*DESCRIPTION OF THE TASK*. Lay out the records below as a numbered list, dropping any blank lines.
Segment Open
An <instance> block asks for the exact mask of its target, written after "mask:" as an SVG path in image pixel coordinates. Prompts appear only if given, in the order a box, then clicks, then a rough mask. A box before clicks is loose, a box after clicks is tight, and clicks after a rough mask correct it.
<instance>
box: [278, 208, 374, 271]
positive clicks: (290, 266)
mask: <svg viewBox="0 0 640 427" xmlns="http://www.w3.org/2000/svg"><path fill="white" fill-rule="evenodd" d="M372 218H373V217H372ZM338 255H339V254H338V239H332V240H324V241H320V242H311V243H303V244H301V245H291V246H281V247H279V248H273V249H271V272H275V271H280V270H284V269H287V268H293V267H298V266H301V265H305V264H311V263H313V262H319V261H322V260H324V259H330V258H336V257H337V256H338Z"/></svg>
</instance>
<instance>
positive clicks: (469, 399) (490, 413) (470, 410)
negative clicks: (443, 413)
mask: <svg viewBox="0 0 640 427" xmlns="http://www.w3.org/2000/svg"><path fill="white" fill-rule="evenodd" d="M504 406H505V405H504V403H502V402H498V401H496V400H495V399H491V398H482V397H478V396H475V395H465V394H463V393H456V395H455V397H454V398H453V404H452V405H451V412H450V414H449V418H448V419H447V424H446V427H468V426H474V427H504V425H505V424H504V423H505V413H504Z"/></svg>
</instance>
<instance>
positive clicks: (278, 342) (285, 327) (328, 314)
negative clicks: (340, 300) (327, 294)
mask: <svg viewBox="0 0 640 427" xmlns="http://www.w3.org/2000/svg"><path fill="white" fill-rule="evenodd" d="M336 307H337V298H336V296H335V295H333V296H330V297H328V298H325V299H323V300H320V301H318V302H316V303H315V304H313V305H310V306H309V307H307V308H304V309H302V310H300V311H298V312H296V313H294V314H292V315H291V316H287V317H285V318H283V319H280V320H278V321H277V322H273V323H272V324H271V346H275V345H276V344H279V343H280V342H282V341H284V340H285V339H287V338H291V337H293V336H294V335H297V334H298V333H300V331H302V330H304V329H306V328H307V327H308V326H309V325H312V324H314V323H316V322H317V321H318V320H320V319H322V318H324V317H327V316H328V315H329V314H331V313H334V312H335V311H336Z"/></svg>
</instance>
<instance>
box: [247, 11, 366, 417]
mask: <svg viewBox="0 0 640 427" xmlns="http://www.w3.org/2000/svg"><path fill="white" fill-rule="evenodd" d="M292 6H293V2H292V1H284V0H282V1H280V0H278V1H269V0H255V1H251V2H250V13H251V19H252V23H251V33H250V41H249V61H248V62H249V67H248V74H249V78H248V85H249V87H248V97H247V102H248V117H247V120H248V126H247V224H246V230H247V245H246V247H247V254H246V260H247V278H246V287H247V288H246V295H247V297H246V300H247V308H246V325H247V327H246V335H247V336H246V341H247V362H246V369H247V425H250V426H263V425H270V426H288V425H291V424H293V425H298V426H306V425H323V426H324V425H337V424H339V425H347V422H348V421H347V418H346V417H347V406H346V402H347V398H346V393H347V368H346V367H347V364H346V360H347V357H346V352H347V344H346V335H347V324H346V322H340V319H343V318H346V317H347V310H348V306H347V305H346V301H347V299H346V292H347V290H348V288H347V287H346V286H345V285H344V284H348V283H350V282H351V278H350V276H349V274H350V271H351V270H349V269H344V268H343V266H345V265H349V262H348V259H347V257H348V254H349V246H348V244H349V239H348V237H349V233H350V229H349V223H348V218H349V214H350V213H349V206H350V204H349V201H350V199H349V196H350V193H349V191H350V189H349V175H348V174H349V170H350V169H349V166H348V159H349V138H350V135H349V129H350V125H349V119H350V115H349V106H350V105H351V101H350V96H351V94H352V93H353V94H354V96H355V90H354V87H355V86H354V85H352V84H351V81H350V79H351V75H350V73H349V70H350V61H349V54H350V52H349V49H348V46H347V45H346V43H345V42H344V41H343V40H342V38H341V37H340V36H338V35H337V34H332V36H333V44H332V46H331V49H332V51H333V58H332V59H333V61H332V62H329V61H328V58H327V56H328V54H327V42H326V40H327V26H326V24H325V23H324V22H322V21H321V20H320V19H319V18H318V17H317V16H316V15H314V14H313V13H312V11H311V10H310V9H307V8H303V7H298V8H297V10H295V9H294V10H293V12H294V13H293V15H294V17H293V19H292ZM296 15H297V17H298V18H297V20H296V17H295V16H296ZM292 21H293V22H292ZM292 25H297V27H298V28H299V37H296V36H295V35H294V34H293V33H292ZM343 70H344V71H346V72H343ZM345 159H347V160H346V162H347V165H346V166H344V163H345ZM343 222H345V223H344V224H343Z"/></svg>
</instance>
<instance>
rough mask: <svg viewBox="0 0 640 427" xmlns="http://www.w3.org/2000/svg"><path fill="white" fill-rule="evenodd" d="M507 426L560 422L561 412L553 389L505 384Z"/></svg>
Segment Closed
*RESULT FOR THIS EXERCISE*.
1. An <instance> block asks for the exact mask of its target, written after "mask:" as an SVG path in image pixel coordinates. Prompts appear only if given, in the order a box, then clicks, then a rough mask. A box before clicks is loose, a box after clicks is tight, and clicks after a rough mask correct it.
2. <instance>
3. box: [278, 208, 374, 271]
4. positive clicks: (290, 266)
5. mask: <svg viewBox="0 0 640 427" xmlns="http://www.w3.org/2000/svg"><path fill="white" fill-rule="evenodd" d="M372 218H373V217H372ZM338 255H339V254H338V239H332V240H324V241H320V242H311V243H303V244H301V245H291V246H281V247H279V248H273V249H271V272H275V271H280V270H284V269H287V268H293V267H298V266H301V265H305V264H311V263H313V262H319V261H322V260H324V259H330V258H336V257H337V256H338Z"/></svg>
6. </instance>
7. <instance>
8. positive clicks: (469, 399) (490, 413) (470, 410)
9. negative clicks: (443, 413)
10. mask: <svg viewBox="0 0 640 427" xmlns="http://www.w3.org/2000/svg"><path fill="white" fill-rule="evenodd" d="M504 406H505V405H504V403H502V402H498V401H496V400H495V399H491V398H482V397H478V396H475V395H465V394H463V393H456V395H455V397H454V398H453V404H452V405H451V412H450V414H449V418H448V419H447V424H446V427H468V426H474V427H504V425H505V424H504V423H505V413H504Z"/></svg>
11. </instance>
12. <instance>
13. positive clicks: (278, 342) (285, 327) (328, 314)
14. negative clicks: (340, 300) (327, 294)
15. mask: <svg viewBox="0 0 640 427" xmlns="http://www.w3.org/2000/svg"><path fill="white" fill-rule="evenodd" d="M336 307H337V298H336V296H335V295H333V296H330V297H328V298H325V299H323V300H320V301H318V302H316V303H315V304H313V305H310V306H309V307H307V308H304V309H302V310H300V311H298V312H296V313H294V314H292V315H291V316H287V317H285V318H283V319H280V320H278V321H277V322H273V323H272V324H271V346H275V345H276V344H279V343H280V342H282V341H284V340H285V339H287V338H291V337H293V336H294V335H297V334H298V333H300V331H302V330H304V329H306V328H307V327H308V326H309V325H312V324H314V323H316V322H317V321H318V320H320V319H322V318H324V317H327V316H328V315H329V314H331V313H334V312H335V311H336Z"/></svg>
16. </instance>
17. <instance>
18. box: [247, 11, 366, 417]
19. mask: <svg viewBox="0 0 640 427" xmlns="http://www.w3.org/2000/svg"><path fill="white" fill-rule="evenodd" d="M292 6H293V2H292V1H284V0H282V1H280V0H278V1H269V0H255V1H251V2H250V13H251V19H252V23H251V33H250V41H249V61H248V62H249V67H248V74H249V78H248V85H249V87H248V97H247V102H248V117H247V120H248V126H247V224H246V230H247V245H246V247H247V254H246V260H247V278H246V287H247V288H246V295H247V297H246V300H247V308H246V325H247V327H246V335H247V336H246V341H247V362H246V369H247V425H250V426H263V425H270V426H288V425H291V424H293V425H298V426H306V425H323V426H324V425H337V424H339V425H347V422H348V421H347V418H346V417H347V406H346V402H347V398H346V393H347V368H346V367H347V364H346V360H347V357H346V352H347V344H346V335H347V324H346V322H340V319H343V318H346V317H347V310H348V306H347V305H346V301H347V299H346V292H347V290H348V288H347V287H346V286H345V285H344V284H348V283H350V282H351V278H350V276H349V274H350V271H351V270H349V269H344V268H343V266H345V265H349V262H348V259H347V257H348V254H349V246H348V244H349V239H348V237H349V233H350V229H349V223H348V218H349V214H350V213H349V206H350V204H349V201H350V199H349V196H350V193H349V191H350V189H349V175H348V174H349V170H350V169H349V166H348V159H349V138H350V135H349V129H350V125H349V119H350V115H349V106H350V105H351V101H350V96H351V94H352V93H353V94H354V96H355V90H354V87H355V86H354V85H352V84H351V81H350V79H351V75H350V73H349V70H350V61H349V54H350V52H349V49H348V46H347V45H346V43H345V42H344V41H343V40H342V38H341V37H340V36H338V35H337V34H332V36H333V44H332V46H331V49H332V51H333V58H332V59H333V61H332V62H329V61H328V58H327V56H328V54H327V42H326V40H327V26H326V24H325V23H324V22H322V21H321V20H320V19H319V18H318V17H317V16H316V15H314V14H313V13H312V11H311V10H310V9H307V8H303V7H298V8H297V10H295V9H294V10H293V12H294V13H293V15H294V17H293V19H292ZM296 15H297V17H298V18H297V20H296V17H295V16H296ZM292 21H293V22H292ZM292 25H297V27H298V28H299V37H296V36H295V35H294V34H293V33H292ZM343 70H344V71H346V72H343ZM345 159H347V160H346V162H347V165H346V166H344V163H345ZM343 222H345V223H344V224H343Z"/></svg>
20. </instance>
21. <instance>
22. rough mask: <svg viewBox="0 0 640 427" xmlns="http://www.w3.org/2000/svg"><path fill="white" fill-rule="evenodd" d="M507 426L560 422L561 412L553 389L505 384Z"/></svg>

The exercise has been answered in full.